→ **Passage**:
By Robin Miner-Swartz, Guest Blogger

I got a really great compliment today. Maybe one of the better ones I’ve ever gotten.

“Robin, you probably have the best work-life balance of anyone I know.”

I actually teared up.

“You should have known me 10 years ago,” was my chuckling reply – after the “thank you,” of course.

This month, I’ve been caught up in “milestone” thinking. My partner, Betsy, and I have been together for 10 years now. I remember saying to her a little more than a year into our relationship, “I can’t wait until we have a history together.” We have that now. And it’s long enough that I genuinely feel everything prior to her was a lifetime ago.

So, so, so much has changed in the past 10 years. Some of it has been happily life-changing (new relationship, new career). Some of it has been sadly life-changing (the loss of my partner’s parents in a three-year span). All of it has added up to some much-needed perspective.

The compliment came during a leadership training session at work. We were talking about tests that challenge us – things such as:

  • The Stewardship Test: How wisely do we handle the resources we’ve been given?
  • The Wilderness Test: When our emotional and mental reserves are depleted, how do we tap into a new source of energy and ability?
  • The Mastery Test: Who or what has the ultimate authority in our lives?

One “test” that was missing from the list, we decided, was the Satisfaction Test: How and when are you ever satisfied? How can you tell? It’s a hard question for people to answer – particularly in relation to their careers, it turns out. But as we talked, it didn’t even occur to me to apply that question to my work.

→ **Provided material**:
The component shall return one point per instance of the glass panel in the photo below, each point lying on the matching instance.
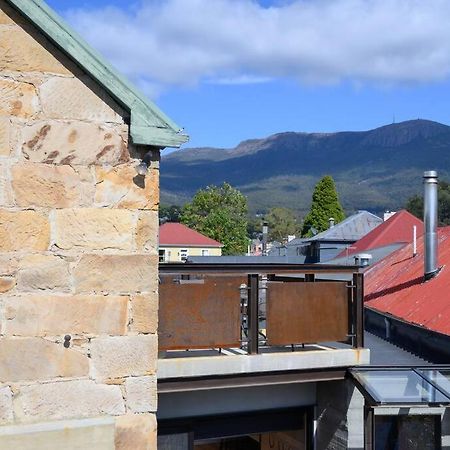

→ **Stated exercise**: Quote the passage from the guest blog post above word for word, starting at "I actually teared" and ending at "some much-needed perspective.".

→ **Exercise output**:
I actually teared up.

“You should have known me 10 years ago,” was my chuckling reply – after the “thank you,” of course.

This month, I’ve been caught up in “milestone” thinking. My partner, Betsy, and I have been together for 10 years now. I remember saying to her a little more than a year into our relationship, “I can’t wait until we have a history together.” We have that now. And it’s long enough that I genuinely feel everything prior to her was a lifetime ago.

So, so, so much has changed in the past 10 years. Some of it has been happily life-changing (new relationship, new career). Some of it has been sadly life-changing (the loss of my partner’s parents in a three-year span). All of it has added up to some much-needed perspective.